**Wat te doen**
Typ uit het documentfragment over autonomie en structuur letterlijk het stuk over dat opent met de woorden "En in die dynamiek" en afsluit met "het kind kijken.".

**Documentfragment**
=-=-=

En in die dynamiek wordt ‘autonomie verlenen’ ervaren als een tegenpool van ‘structuur bieden’?
Ja, zo wordt het gezien: het is het een of het ander. Al vanuit mijn literatuurstudie ontdekte ik dat dat niet zo is. Autonomie verlenen staat niet gelijk aan ‘laissez-faire’ onderwijs en de kinderen richtingloos en regelloos laten zwemmen. Als je het op een goede manier invult, bijten autonomie en structuur elkaar niet, maar trekken ze gelijk op. De moeilijkheid is dit: je hebt er durf voor nodig. Ik denk dat vooral kinderen die eerder naar het speciaal onderwijs gegaan zouden zijn, er vreselijk veel baat bij hebben dat we hen met meer omgeven dan met regels alleen. Dat we echt naar het kind kijken.

=-=-=

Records
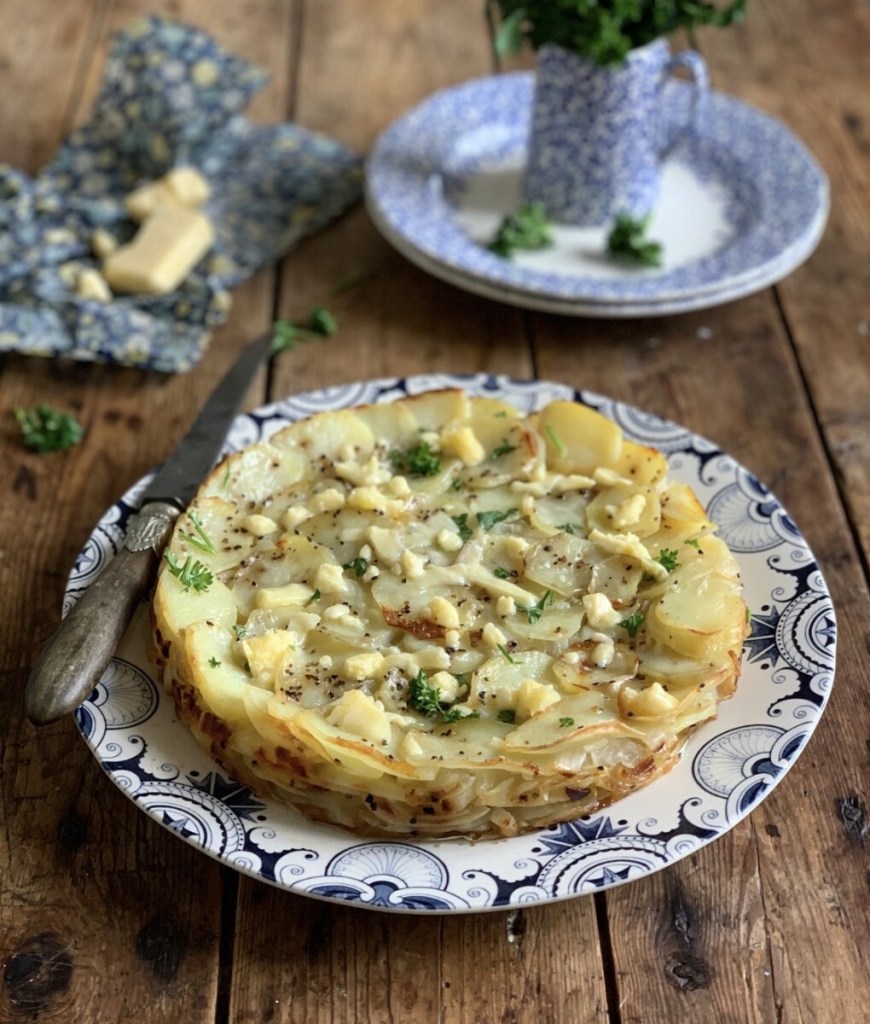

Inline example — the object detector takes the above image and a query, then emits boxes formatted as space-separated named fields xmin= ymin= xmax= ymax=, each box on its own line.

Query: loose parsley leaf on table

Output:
xmin=164 ymin=551 xmax=215 ymax=592
xmin=488 ymin=203 xmax=553 ymax=259
xmin=607 ymin=213 xmax=662 ymax=266
xmin=271 ymin=306 xmax=339 ymax=355
xmin=15 ymin=402 xmax=85 ymax=455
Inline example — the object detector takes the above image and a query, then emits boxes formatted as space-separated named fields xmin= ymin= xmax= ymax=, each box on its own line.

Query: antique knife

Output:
xmin=25 ymin=335 xmax=272 ymax=725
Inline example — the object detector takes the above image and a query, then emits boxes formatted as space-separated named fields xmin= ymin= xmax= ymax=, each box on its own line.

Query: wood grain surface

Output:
xmin=0 ymin=0 xmax=870 ymax=1024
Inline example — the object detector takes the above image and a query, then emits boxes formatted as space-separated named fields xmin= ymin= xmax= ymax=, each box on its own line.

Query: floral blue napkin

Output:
xmin=0 ymin=17 xmax=362 ymax=372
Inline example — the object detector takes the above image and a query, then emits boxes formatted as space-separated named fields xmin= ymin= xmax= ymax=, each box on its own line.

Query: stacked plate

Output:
xmin=366 ymin=73 xmax=829 ymax=317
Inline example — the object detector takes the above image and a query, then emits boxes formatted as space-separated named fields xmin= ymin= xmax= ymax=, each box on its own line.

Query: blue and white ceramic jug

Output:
xmin=523 ymin=39 xmax=708 ymax=225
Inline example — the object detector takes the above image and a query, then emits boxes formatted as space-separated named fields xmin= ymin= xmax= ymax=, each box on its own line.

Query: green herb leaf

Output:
xmin=619 ymin=611 xmax=644 ymax=639
xmin=495 ymin=0 xmax=746 ymax=66
xmin=15 ymin=402 xmax=85 ymax=455
xmin=407 ymin=669 xmax=478 ymax=723
xmin=498 ymin=643 xmax=523 ymax=665
xmin=450 ymin=512 xmax=473 ymax=544
xmin=543 ymin=423 xmax=568 ymax=455
xmin=607 ymin=213 xmax=661 ymax=266
xmin=271 ymin=305 xmax=339 ymax=355
xmin=488 ymin=203 xmax=553 ymax=259
xmin=520 ymin=590 xmax=553 ymax=626
xmin=489 ymin=437 xmax=517 ymax=462
xmin=341 ymin=558 xmax=371 ymax=577
xmin=181 ymin=509 xmax=217 ymax=555
xmin=493 ymin=7 xmax=526 ymax=57
xmin=389 ymin=441 xmax=441 ymax=476
xmin=164 ymin=551 xmax=215 ymax=592
xmin=477 ymin=509 xmax=517 ymax=532
xmin=656 ymin=548 xmax=680 ymax=572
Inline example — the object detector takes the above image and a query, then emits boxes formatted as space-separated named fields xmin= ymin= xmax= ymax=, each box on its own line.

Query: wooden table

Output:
xmin=0 ymin=0 xmax=870 ymax=1024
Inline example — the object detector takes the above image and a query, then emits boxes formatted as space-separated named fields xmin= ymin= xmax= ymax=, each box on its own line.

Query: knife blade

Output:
xmin=25 ymin=334 xmax=272 ymax=725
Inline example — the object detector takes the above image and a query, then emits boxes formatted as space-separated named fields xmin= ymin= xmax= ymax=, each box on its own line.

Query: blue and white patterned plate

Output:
xmin=366 ymin=73 xmax=829 ymax=305
xmin=64 ymin=374 xmax=835 ymax=913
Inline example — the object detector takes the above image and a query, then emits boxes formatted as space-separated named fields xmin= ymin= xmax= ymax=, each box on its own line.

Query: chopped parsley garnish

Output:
xmin=498 ymin=643 xmax=523 ymax=665
xmin=271 ymin=306 xmax=339 ymax=355
xmin=181 ymin=509 xmax=217 ymax=555
xmin=607 ymin=213 xmax=661 ymax=266
xmin=656 ymin=548 xmax=680 ymax=572
xmin=488 ymin=203 xmax=553 ymax=259
xmin=520 ymin=590 xmax=552 ymax=618
xmin=390 ymin=441 xmax=441 ymax=476
xmin=341 ymin=558 xmax=371 ymax=577
xmin=407 ymin=669 xmax=478 ymax=724
xmin=477 ymin=509 xmax=517 ymax=532
xmin=619 ymin=611 xmax=644 ymax=639
xmin=489 ymin=437 xmax=517 ymax=462
xmin=450 ymin=512 xmax=472 ymax=544
xmin=164 ymin=551 xmax=215 ymax=592
xmin=543 ymin=423 xmax=568 ymax=455
xmin=15 ymin=402 xmax=85 ymax=455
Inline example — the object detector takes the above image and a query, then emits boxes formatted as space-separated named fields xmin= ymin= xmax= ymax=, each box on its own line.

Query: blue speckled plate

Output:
xmin=366 ymin=73 xmax=829 ymax=305
xmin=72 ymin=374 xmax=835 ymax=913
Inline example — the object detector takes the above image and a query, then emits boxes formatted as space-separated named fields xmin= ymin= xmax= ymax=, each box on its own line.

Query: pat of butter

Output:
xmin=124 ymin=167 xmax=210 ymax=221
xmin=102 ymin=206 xmax=214 ymax=295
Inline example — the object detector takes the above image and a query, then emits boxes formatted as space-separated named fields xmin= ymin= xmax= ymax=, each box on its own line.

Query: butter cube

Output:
xmin=103 ymin=206 xmax=214 ymax=295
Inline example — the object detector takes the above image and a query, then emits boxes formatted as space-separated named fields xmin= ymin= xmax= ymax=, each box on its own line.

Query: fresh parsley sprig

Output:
xmin=607 ymin=213 xmax=662 ymax=266
xmin=15 ymin=402 xmax=85 ymax=455
xmin=487 ymin=203 xmax=553 ymax=259
xmin=390 ymin=441 xmax=441 ymax=476
xmin=181 ymin=509 xmax=217 ymax=555
xmin=164 ymin=551 xmax=215 ymax=593
xmin=407 ymin=669 xmax=479 ymax=724
xmin=520 ymin=590 xmax=553 ymax=626
xmin=271 ymin=305 xmax=339 ymax=355
xmin=494 ymin=0 xmax=746 ymax=66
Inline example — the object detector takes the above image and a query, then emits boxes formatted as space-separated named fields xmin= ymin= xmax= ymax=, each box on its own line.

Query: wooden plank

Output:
xmin=699 ymin=0 xmax=870 ymax=556
xmin=533 ymin=284 xmax=870 ymax=1024
xmin=229 ymin=0 xmax=606 ymax=1024
xmin=0 ymin=0 xmax=291 ymax=1024
xmin=0 ymin=0 xmax=102 ymax=174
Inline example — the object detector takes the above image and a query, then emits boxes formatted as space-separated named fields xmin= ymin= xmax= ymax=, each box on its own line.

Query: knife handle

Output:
xmin=25 ymin=502 xmax=178 ymax=725
xmin=25 ymin=548 xmax=157 ymax=725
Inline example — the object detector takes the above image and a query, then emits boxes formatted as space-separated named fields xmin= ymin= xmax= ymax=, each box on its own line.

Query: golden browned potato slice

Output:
xmin=153 ymin=390 xmax=746 ymax=837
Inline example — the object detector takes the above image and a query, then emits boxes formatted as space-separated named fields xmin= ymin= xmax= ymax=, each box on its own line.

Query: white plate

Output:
xmin=369 ymin=201 xmax=824 ymax=319
xmin=72 ymin=374 xmax=835 ymax=913
xmin=366 ymin=74 xmax=829 ymax=305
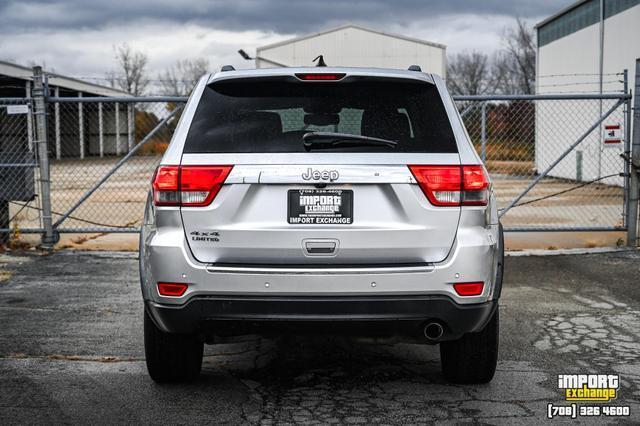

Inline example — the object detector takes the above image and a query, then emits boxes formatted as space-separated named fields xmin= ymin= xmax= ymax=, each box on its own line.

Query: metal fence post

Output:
xmin=480 ymin=102 xmax=487 ymax=163
xmin=627 ymin=58 xmax=640 ymax=247
xmin=32 ymin=66 xmax=58 ymax=250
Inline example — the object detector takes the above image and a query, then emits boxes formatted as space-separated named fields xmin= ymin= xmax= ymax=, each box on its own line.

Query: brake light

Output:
xmin=153 ymin=166 xmax=233 ymax=207
xmin=409 ymin=165 xmax=489 ymax=207
xmin=158 ymin=283 xmax=189 ymax=297
xmin=453 ymin=282 xmax=484 ymax=296
xmin=462 ymin=165 xmax=489 ymax=206
xmin=296 ymin=73 xmax=346 ymax=81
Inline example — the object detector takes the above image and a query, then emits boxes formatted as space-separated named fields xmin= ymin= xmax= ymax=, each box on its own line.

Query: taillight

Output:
xmin=153 ymin=166 xmax=233 ymax=207
xmin=409 ymin=165 xmax=489 ymax=206
xmin=453 ymin=282 xmax=484 ymax=296
xmin=158 ymin=283 xmax=189 ymax=297
xmin=462 ymin=166 xmax=489 ymax=206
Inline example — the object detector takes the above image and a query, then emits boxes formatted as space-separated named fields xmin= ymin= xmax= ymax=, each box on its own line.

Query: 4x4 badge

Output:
xmin=302 ymin=167 xmax=340 ymax=182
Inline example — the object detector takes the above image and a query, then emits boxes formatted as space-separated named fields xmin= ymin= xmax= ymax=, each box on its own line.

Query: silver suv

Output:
xmin=140 ymin=67 xmax=503 ymax=383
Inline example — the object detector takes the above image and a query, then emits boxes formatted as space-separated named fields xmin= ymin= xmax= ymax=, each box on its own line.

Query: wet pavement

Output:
xmin=0 ymin=251 xmax=640 ymax=424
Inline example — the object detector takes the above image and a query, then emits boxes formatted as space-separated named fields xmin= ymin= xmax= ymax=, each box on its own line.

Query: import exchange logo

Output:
xmin=558 ymin=374 xmax=620 ymax=402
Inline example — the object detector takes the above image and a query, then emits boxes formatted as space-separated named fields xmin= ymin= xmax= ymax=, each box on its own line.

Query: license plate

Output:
xmin=287 ymin=188 xmax=353 ymax=225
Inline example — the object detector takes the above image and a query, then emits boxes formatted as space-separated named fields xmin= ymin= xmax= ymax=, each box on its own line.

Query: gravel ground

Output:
xmin=0 ymin=251 xmax=640 ymax=424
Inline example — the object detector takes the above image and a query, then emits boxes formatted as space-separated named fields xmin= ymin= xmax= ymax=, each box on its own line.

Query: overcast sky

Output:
xmin=0 ymin=0 xmax=573 ymax=84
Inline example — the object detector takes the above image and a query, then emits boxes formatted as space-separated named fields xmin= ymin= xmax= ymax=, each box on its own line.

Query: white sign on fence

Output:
xmin=7 ymin=105 xmax=29 ymax=114
xmin=602 ymin=123 xmax=622 ymax=148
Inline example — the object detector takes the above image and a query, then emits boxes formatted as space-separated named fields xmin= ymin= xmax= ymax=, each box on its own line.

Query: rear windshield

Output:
xmin=184 ymin=78 xmax=458 ymax=153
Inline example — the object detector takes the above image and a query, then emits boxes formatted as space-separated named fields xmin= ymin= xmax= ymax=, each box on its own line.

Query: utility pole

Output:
xmin=33 ymin=66 xmax=58 ymax=250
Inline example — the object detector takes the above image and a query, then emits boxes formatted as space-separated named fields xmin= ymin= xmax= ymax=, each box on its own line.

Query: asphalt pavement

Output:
xmin=0 ymin=251 xmax=640 ymax=425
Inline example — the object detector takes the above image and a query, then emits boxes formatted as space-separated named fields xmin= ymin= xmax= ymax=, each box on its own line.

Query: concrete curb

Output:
xmin=504 ymin=247 xmax=637 ymax=257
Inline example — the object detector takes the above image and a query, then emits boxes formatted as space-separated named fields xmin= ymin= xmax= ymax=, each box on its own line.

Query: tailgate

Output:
xmin=181 ymin=161 xmax=460 ymax=265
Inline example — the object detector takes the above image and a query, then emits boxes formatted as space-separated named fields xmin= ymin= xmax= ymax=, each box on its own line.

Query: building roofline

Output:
xmin=256 ymin=24 xmax=447 ymax=52
xmin=0 ymin=61 xmax=131 ymax=96
xmin=533 ymin=0 xmax=589 ymax=30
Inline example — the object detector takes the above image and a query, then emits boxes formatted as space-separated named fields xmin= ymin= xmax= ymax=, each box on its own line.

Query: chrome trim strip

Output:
xmin=206 ymin=265 xmax=435 ymax=275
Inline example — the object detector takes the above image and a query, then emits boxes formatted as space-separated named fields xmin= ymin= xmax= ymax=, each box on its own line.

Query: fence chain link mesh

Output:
xmin=0 ymin=83 xmax=627 ymax=238
xmin=0 ymin=98 xmax=41 ymax=236
xmin=458 ymin=99 xmax=625 ymax=230
xmin=48 ymin=99 xmax=184 ymax=232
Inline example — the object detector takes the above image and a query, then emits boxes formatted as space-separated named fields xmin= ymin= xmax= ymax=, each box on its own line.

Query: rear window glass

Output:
xmin=184 ymin=78 xmax=457 ymax=153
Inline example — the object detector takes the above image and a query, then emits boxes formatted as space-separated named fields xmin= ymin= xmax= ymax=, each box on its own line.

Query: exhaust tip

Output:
xmin=423 ymin=322 xmax=444 ymax=342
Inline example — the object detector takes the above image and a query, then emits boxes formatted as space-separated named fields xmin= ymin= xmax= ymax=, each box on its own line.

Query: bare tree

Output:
xmin=447 ymin=51 xmax=494 ymax=95
xmin=107 ymin=43 xmax=149 ymax=96
xmin=493 ymin=18 xmax=536 ymax=94
xmin=159 ymin=58 xmax=209 ymax=96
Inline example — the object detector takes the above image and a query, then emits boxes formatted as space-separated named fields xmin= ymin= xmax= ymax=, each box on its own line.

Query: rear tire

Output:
xmin=144 ymin=310 xmax=204 ymax=383
xmin=440 ymin=308 xmax=500 ymax=383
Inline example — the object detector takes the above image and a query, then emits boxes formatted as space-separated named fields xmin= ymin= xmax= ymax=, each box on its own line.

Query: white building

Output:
xmin=256 ymin=25 xmax=447 ymax=77
xmin=536 ymin=0 xmax=640 ymax=185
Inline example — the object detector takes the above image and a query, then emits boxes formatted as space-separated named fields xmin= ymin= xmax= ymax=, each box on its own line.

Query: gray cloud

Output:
xmin=0 ymin=0 xmax=571 ymax=34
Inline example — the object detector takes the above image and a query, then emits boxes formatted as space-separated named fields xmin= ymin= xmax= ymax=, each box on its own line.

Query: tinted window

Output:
xmin=185 ymin=78 xmax=457 ymax=153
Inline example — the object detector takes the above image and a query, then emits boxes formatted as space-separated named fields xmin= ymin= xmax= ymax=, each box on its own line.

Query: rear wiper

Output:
xmin=302 ymin=132 xmax=398 ymax=151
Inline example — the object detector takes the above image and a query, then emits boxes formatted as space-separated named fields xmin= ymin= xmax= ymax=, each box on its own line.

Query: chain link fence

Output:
xmin=0 ymin=98 xmax=41 ymax=242
xmin=458 ymin=95 xmax=628 ymax=230
xmin=48 ymin=98 xmax=183 ymax=232
xmin=0 ymin=67 xmax=631 ymax=246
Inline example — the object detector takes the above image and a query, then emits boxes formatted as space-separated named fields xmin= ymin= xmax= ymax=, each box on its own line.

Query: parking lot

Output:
xmin=0 ymin=251 xmax=640 ymax=424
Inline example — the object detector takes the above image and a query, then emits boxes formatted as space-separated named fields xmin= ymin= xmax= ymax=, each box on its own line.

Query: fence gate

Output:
xmin=0 ymin=98 xmax=42 ymax=243
xmin=454 ymin=78 xmax=631 ymax=236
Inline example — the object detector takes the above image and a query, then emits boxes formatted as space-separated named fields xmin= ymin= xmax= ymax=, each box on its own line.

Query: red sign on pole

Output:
xmin=602 ymin=123 xmax=622 ymax=148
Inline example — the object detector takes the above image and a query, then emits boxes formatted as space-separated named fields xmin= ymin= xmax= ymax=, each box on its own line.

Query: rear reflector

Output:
xmin=153 ymin=166 xmax=233 ymax=207
xmin=409 ymin=165 xmax=489 ymax=207
xmin=453 ymin=282 xmax=484 ymax=296
xmin=296 ymin=73 xmax=346 ymax=81
xmin=158 ymin=283 xmax=189 ymax=297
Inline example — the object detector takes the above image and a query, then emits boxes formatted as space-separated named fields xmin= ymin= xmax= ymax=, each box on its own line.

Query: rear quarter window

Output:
xmin=184 ymin=78 xmax=458 ymax=153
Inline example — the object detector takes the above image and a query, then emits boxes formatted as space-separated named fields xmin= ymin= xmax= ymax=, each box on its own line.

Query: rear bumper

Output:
xmin=146 ymin=296 xmax=497 ymax=341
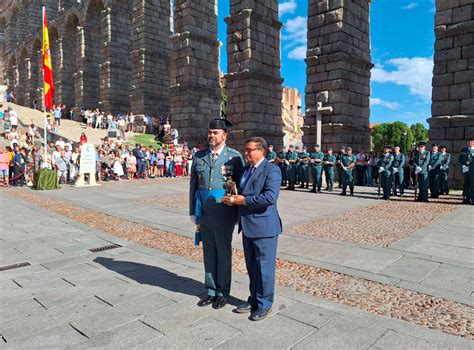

=-=-=

**Uitvoer opdracht**
En in die dynamiek wordt ‘autonomie verlenen’ ervaren als een tegenpool van ‘structuur bieden’?
Ja, zo wordt het gezien: het is het een of het ander. Al vanuit mijn literatuurstudie ontdekte ik dat dat niet zo is. Autonomie verlenen staat niet gelijk aan ‘laissez-faire’ onderwijs en de kinderen richtingloos en regelloos laten zwemmen. Als je het op een goede manier invult, bijten autonomie en structuur elkaar niet, maar trekken ze gelijk op. De moeilijkheid is dit: je hebt er durf voor nodig. Ik denk dat vooral kinderen die eerder naar het speciaal onderwijs gegaan zouden zijn, er vreselijk veel baat bij hebben dat we hen met meer omgeven dan met regels alleen. Dat we echt naar het kind kijken.